* AIM OF THE TASK:
Each record that follows should be reproduced in full, character for character.
++++++++
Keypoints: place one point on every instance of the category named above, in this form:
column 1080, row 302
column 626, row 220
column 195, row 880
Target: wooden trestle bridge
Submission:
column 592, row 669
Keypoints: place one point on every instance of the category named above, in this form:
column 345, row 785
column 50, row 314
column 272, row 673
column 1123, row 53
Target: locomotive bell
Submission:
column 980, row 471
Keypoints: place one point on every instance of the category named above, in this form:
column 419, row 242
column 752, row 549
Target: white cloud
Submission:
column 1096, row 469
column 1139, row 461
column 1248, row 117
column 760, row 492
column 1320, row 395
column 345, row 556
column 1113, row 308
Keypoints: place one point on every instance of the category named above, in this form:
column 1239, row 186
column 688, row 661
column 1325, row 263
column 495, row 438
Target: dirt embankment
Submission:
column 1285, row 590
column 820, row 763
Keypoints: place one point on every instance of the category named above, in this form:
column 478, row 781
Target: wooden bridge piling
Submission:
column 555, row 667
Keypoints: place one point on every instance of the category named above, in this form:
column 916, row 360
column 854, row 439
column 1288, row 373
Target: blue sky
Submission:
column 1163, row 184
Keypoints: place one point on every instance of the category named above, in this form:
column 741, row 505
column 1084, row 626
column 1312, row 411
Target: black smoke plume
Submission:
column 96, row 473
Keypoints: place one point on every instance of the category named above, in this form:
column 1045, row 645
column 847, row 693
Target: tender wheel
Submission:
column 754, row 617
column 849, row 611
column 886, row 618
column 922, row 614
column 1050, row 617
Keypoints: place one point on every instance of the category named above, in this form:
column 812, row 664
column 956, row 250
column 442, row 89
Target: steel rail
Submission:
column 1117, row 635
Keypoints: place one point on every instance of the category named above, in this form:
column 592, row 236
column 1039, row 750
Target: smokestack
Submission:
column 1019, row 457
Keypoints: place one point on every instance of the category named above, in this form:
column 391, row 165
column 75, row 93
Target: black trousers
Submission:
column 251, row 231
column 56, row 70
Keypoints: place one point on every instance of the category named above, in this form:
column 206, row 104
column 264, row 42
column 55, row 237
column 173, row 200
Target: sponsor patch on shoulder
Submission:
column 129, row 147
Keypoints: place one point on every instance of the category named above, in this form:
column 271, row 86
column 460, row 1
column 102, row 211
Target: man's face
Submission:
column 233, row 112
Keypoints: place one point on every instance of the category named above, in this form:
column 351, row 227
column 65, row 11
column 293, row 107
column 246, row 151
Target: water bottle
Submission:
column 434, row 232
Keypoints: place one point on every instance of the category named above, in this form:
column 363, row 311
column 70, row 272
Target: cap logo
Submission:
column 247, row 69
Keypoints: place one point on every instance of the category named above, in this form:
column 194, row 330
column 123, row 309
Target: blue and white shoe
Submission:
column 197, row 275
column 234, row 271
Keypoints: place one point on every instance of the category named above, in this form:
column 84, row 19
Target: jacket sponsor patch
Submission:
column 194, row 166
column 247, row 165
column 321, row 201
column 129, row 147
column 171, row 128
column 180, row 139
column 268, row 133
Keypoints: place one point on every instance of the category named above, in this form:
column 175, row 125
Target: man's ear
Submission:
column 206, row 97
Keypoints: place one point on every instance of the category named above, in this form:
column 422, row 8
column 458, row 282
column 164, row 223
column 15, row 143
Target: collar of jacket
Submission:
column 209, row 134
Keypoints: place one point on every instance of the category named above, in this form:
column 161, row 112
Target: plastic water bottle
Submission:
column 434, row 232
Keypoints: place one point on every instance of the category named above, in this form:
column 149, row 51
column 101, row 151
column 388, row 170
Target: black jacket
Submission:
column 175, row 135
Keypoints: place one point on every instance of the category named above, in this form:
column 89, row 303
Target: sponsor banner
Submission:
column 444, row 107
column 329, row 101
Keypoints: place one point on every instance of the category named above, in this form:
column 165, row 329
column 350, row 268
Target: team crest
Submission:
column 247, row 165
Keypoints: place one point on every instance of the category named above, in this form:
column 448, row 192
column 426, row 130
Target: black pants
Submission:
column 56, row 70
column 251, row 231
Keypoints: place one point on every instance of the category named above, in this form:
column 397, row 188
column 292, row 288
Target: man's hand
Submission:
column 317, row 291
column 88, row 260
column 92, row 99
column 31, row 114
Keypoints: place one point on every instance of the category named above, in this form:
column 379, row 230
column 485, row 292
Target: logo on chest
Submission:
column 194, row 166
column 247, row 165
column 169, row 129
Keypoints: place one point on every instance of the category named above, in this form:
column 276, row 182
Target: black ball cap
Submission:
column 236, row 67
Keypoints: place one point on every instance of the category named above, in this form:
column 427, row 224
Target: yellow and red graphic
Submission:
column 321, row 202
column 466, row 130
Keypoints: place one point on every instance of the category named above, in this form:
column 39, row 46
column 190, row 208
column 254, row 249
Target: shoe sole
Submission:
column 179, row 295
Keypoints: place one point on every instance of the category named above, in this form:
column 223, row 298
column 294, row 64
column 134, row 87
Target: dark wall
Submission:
++++++++
* ANSWER BELOW:
Keypoints: place one point on every instance of the category named above, in this form:
column 1080, row 302
column 626, row 220
column 195, row 880
Target: wooden trestle bridge
Submission:
column 592, row 669
Keypoints: place one point on every instance of the category named above, in this form:
column 345, row 785
column 50, row 314
column 272, row 673
column 1123, row 53
Target: locomotive bell
Submission:
column 980, row 471
Keypoints: place one point on every instance of the category named above, in this form:
column 419, row 242
column 752, row 549
Target: white cloud
Submission:
column 1096, row 469
column 1139, row 461
column 1248, row 117
column 760, row 492
column 1320, row 395
column 345, row 556
column 1113, row 308
Keypoints: place one point on every instance of the category named above, in this form:
column 1239, row 186
column 688, row 661
column 1325, row 263
column 495, row 438
Target: dirt embankment
Submission:
column 1285, row 590
column 820, row 763
Keypoints: place one point on every instance of the category named above, in this form:
column 478, row 781
Target: wooden bridge piling
Submission:
column 555, row 667
Keypoints: place one point on every instance of the category named above, in this form:
column 916, row 360
column 854, row 439
column 1288, row 373
Target: blue sky
Submission:
column 1163, row 184
Keypoints: place one point on every instance of the category named above, in this form:
column 741, row 505
column 1084, row 626
column 1312, row 411
Target: black smoke plume
Submission:
column 96, row 473
Keypoints: place one point on every instance of the category named above, in this form:
column 1045, row 645
column 847, row 693
Target: tender wheel
Submission:
column 754, row 617
column 849, row 611
column 886, row 618
column 922, row 614
column 1050, row 617
Keypoints: place one point on every instance of the category named above, in this form:
column 812, row 664
column 956, row 250
column 442, row 89
Target: steel rail
Submission:
column 1117, row 635
Keypoints: place one point on every instance of the category named above, in this form:
column 592, row 236
column 1039, row 750
Target: smokestack
Submission:
column 1019, row 457
Keypoints: place one point on every instance of the category named above, in this form:
column 391, row 165
column 75, row 93
Target: black trousers
Submission:
column 251, row 231
column 56, row 70
Keypoints: place one point on every instance of the category named above, in this form:
column 206, row 104
column 264, row 42
column 55, row 237
column 173, row 200
Target: sponsor patch on shoulder
Submission:
column 129, row 147
Keypoints: place one point on every instance of the category named above, in this form:
column 271, row 86
column 460, row 1
column 102, row 211
Target: man's face
Submission:
column 233, row 112
Keypoints: place one point on every instance of the category named above, in this form:
column 351, row 227
column 65, row 11
column 293, row 107
column 246, row 151
Target: water bottle
Submission:
column 434, row 232
Keypoints: place one point on every instance of the category named above, in this form:
column 363, row 311
column 70, row 272
Target: cap logo
Submission:
column 247, row 69
Keypoints: place one point on every instance of the category named above, in this form:
column 194, row 330
column 123, row 309
Target: blue and white shoe
Submission:
column 197, row 275
column 234, row 271
Keypoints: place one point on every instance of the category named above, in this form:
column 84, row 19
Target: jacket sponsor patch
Submission:
column 194, row 166
column 247, row 165
column 321, row 201
column 129, row 147
column 171, row 128
column 180, row 139
column 268, row 133
Keypoints: place one point on every instance of the category named above, in this form:
column 175, row 125
Target: man's ear
Submission:
column 206, row 97
Keypoints: place one point on every instance of the category named above, in this form:
column 422, row 8
column 458, row 282
column 164, row 223
column 15, row 143
Target: collar of jacket
Submission:
column 209, row 134
Keypoints: place one point on every instance of the category named above, in this form:
column 161, row 112
Target: plastic water bottle
Submission:
column 434, row 232
Keypoints: place one point on every instance of the category named above, in this form:
column 149, row 51
column 101, row 151
column 388, row 170
Target: black jacket
Submission:
column 175, row 135
Keypoints: place one point on every instance of the category named above, in this form:
column 89, row 303
Target: sponsor banner
Submission:
column 444, row 107
column 329, row 101
Keypoints: place one point on every instance of the category named above, in this form:
column 165, row 329
column 350, row 268
Target: team crest
Submission:
column 247, row 165
Keypoints: place one point on every instance of the category named above, in this form:
column 448, row 192
column 426, row 130
Target: black pants
Submission:
column 56, row 70
column 251, row 231
Keypoints: place one point on every instance of the category named above, in this form:
column 397, row 188
column 292, row 288
Target: man's hand
Submission:
column 317, row 291
column 88, row 260
column 92, row 99
column 31, row 114
Keypoints: place one point on every instance of the category named above, in this form:
column 379, row 230
column 485, row 292
Target: logo on chest
Submission:
column 194, row 166
column 247, row 165
column 169, row 129
Keypoints: place one point on every instance of the category named above, in this form:
column 276, row 182
Target: black ball cap
Submission:
column 236, row 67
Keypoints: place one point on every instance of the category named above, in this form:
column 427, row 224
Target: yellow and red graphic
Submission:
column 321, row 202
column 466, row 130
Keypoints: place one point on every instance of the category named above, in this form:
column 39, row 46
column 190, row 208
column 254, row 249
Target: shoe sole
Submission:
column 179, row 295
Keypoints: place one point on every instance of the category named above, in this form:
column 223, row 298
column 294, row 64
column 134, row 87
Target: dark wall
Submission:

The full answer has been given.